What you have to do: Turn the data below into a numbered list, one line per item, and skip any blank lines.

Record extracts:
:::::
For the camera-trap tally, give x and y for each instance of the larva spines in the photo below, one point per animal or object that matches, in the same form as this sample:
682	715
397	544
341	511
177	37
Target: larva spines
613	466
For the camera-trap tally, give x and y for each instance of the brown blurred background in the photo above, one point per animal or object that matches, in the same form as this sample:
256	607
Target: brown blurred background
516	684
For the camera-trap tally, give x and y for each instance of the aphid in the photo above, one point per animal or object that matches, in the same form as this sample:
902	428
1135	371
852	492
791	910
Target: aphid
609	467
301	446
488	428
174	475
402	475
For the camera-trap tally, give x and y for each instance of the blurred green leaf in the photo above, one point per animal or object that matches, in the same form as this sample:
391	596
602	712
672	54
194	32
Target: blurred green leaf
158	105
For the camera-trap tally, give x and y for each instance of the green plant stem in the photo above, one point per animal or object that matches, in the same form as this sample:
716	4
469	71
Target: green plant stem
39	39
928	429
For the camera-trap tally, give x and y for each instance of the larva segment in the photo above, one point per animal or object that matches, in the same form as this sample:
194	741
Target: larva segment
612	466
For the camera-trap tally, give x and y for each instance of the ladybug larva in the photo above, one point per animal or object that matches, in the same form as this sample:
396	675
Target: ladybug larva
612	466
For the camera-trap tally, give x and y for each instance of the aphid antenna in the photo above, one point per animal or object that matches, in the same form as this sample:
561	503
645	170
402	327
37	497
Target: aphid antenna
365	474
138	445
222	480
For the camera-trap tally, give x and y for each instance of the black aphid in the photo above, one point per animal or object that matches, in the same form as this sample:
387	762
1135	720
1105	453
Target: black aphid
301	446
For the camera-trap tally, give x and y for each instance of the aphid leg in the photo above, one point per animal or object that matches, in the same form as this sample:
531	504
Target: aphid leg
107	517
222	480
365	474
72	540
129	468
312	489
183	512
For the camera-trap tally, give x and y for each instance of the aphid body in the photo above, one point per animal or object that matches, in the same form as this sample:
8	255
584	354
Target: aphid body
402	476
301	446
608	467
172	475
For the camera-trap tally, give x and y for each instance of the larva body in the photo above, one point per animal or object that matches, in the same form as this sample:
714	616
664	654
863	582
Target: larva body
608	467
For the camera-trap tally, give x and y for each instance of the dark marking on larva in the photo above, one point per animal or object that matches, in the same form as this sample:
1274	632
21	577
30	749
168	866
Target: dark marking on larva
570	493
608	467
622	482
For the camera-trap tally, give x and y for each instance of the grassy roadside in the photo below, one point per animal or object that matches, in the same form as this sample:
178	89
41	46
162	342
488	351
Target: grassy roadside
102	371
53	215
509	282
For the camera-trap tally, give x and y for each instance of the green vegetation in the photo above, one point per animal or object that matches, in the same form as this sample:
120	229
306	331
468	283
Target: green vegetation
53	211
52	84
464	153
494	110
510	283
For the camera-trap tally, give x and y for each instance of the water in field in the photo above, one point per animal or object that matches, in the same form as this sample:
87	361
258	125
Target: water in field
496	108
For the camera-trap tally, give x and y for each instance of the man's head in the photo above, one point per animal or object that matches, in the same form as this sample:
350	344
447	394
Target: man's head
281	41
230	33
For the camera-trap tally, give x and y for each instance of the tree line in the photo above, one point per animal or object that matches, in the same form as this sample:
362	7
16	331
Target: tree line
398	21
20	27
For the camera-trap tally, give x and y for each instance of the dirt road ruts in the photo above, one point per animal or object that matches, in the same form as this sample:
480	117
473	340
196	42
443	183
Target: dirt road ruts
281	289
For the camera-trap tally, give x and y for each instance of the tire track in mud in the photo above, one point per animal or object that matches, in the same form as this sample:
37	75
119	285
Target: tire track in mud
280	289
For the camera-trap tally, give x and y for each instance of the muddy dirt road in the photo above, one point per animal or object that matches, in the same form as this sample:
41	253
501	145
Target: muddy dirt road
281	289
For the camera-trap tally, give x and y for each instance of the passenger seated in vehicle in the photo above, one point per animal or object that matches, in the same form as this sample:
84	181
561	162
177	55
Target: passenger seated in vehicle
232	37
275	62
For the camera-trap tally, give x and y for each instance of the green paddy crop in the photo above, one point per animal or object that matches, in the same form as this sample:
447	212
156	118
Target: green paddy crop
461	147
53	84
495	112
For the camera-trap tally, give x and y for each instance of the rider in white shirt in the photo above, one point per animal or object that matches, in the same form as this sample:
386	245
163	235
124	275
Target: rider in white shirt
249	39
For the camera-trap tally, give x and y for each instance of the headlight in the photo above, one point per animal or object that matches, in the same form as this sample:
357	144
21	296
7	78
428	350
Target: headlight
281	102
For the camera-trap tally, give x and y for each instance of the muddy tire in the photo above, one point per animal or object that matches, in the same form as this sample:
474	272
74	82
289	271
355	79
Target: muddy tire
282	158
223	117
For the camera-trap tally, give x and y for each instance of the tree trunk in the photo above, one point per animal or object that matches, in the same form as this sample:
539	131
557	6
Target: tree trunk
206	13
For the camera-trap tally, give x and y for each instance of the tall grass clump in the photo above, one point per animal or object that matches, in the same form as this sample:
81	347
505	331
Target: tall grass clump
:::::
Answer to this exercise:
1. For the camera-trap tally, give x and y for each instance of the larva spines in the photo below, one point per animal or object that matches, in the same form as this sample:
2. 682	715
3. 397	544
4. 341	511
5. 177	37
6. Target: larva spines
7. 613	466
8. For the camera-trap tally, give x and y for each instance of the brown blurred background in the photo above, one point per animal or object that matches, in the same form as this sample:
9. 256	607
10. Target: brown blurred background
11. 516	684
12. For the camera-trap tally, give x and y for each instance of the aphid in the photo above, one point per animal or object that matches, in the same form as this sample:
13. 902	428
14. 1135	371
15. 852	492
16. 791	910
17. Target: aphid
18. 609	467
19. 301	446
20. 488	428
21. 174	475
22. 402	475
23. For the camera-trap tally, give x and y for each instance of the blurred green leaf in the photo above, one point per animal or object that matches, in the same form as this sample:
24. 391	596
25. 602	712
26. 672	54
27. 194	32
28. Target: blurred green leaf
29. 158	105
30. For the camera-trap tally, give x and y for each instance of the green plant stem in the photo above, one point per animal or object that matches, in the same form as this sample:
31. 716	4
32. 469	71
33. Target: green plant stem
34. 39	39
35. 928	429
36. For the camera-trap tally, give x and y for each instance of the larva segment in the photo above, one point per animal or object that matches, in the same form as this sample:
37. 194	741
38. Target: larva segment
39. 612	466
40. For the camera-trap tally, give x and y for each instance of the ladybug larva in the photo above, one point per animal or object that matches, in the same form as this sample:
41. 396	675
42. Target: ladybug larva
43. 612	466
44. For the camera-trap tally, give x and y for each instance of the aphid antenna in the photo above, one point per animal or object that matches, in the same form as this sample:
45. 561	503
46. 645	170
47. 402	327
48. 37	497
49. Target: aphid antenna
50. 365	474
51. 138	445
52. 222	480
53. For the camera-trap tally, give x and y for each instance of the black aphid in the photo above, one point per animal or object that matches, in the same form as this sample:
54. 387	762
55. 1135	720
56. 1105	453
57. Target: black aphid
58. 301	446
59. For the camera-trap tally, give x and y for each instance of the aphid leg in the photo above, one point per animal or object that matches, in the same form as this sample:
60. 531	504
61. Target: aphid leg
62. 107	517
63. 222	480
64. 365	474
65. 72	540
66. 129	468
67. 312	489
68. 183	512
69. For the camera-trap tally, give x and y for each instance of the aphid body in the photo above, one point per animal or object that matches, in the same form as this sample:
70. 8	255
71. 584	354
72. Target: aphid body
73. 402	476
74. 301	446
75. 608	467
76. 172	475
77. For the camera-trap tally, give x and y for each instance of the larva body in the photo above, one point per animal or object that matches, in the same form as this sample:
78. 714	616
79. 664	654
80. 863	582
81. Target: larva body
82. 608	467
83. For the camera-trap tally, give x and y for each instance of the dark marking on larva in the photo above, one point per animal or object that matches, in the same form as this sample:
84. 1274	632
85. 21	577
86. 30	749
87. 168	866
88. Target: dark marking on larva
89. 570	493
90. 608	467
91. 622	482
92. For the camera-trap tally, give x and y for each instance of the grassy roadside in the photo below, one point per animal or object that matches, in the same form as this sample:
93. 178	89
94. 41	46
95. 162	342
96. 488	351
97. Target: grassy roadside
98. 102	371
99. 53	215
100. 509	282
101. For the camera-trap tally, give x and y for each instance of the green vegetation in the photo above, one point per animal or object that matches, in the same form as this sample:
102. 120	229
103. 306	331
104. 468	283
105. Target: green vegetation
106. 53	211
107. 52	84
108. 464	153
109. 494	110
110. 510	283
111. For the camera-trap tally, give x and y for each instance of the water in field in the photo above, one point per animal or object that matches, in the same form as this sample:
112. 87	361
113. 258	125
114. Target: water in field
115. 496	108
116. For the camera-trap tally, give x and y for each instance of the man's head in the photo above, one point per animal or object that matches, in the same form as this sample:
117. 350	344
118. 447	394
119. Target: man's head
120. 281	41
121. 230	33
122. For the camera-trap tally, give x and y for each instance of the tree line in the photo above, one point per animal or object that matches, in the same form as this sample:
123. 362	7
124. 16	331
125. Target: tree line
126. 398	21
127. 20	27
128. For the camera-trap tally, give x and y for each instance of the dirt road ruts in the photo above, one point per animal or object that matches, in the same form as this sample:
129. 480	117
130. 473	340
131. 196	42
132. 443	183
133. Target: dirt road ruts
134. 281	289
135. For the camera-trap tally, give x and y for each instance of the tire track in mud in the photo above, one point per animal or object that matches, in the same form as this sample:
136. 37	75
137. 119	285
138. Target: tire track in mud
139. 280	289
140. For the camera-trap tally, give x and y for each instance of the muddy dirt road in the photo above, one point per animal or object that matches, in the same form as this sample:
141. 41	253
142. 501	145
143. Target: muddy dirt road
144. 281	289
145. For the camera-trap tally, give x and y for each instance of the passenger seated in vehicle in the photo above, one point per animal or object that matches, in the same form as this sample:
146. 84	181
147. 561	162
148. 177	55
149. Target: passenger seated in vehicle
150. 232	37
151. 275	62
152. For the camera-trap tally, give x and y for each instance of the green paddy crop in the photo above, one point per animal or object that matches, in the same form as this sample:
153. 447	212
154. 156	118
155. Target: green paddy crop
156. 461	147
157. 53	84
158. 495	112
159. For the camera-trap tally, give x and y for each instance of the rider in white shirt in the photo above, one point per animal or object that matches, in the same form as this sample:
160. 386	245
161. 163	235
162. 124	275
163. Target: rider in white shirt
164. 249	39
165. For the camera-trap tally, give x and y for each instance of the headlight in the photo above, one point per animal or object that matches, in the same form as this sample:
166. 357	144
167. 21	296
168. 7	78
169. 428	350
170. Target: headlight
171. 281	102
172. For the camera-trap tally, give x and y for each instance of the muddy tire in the photo above, one point per animal or object that matches, in the same form as this sample:
173. 474	272
174. 74	82
175. 289	271
176. 355	79
177. Target: muddy tire
178. 282	158
179. 223	117
180. For the camera-trap tally, give x and y for each instance of the tree trunk in the photo above, one point per animal or object that matches, in the same form as this sample:
181. 539	131
182. 557	6
183. Target: tree trunk
184. 206	13
185. For the camera-trap tally, give x and y for each instance of the tall grass clump in the photo above, one point per animal or object that matches, in the same form as this sample:
186. 81	347
187. 505	331
188. Target: tall grass clump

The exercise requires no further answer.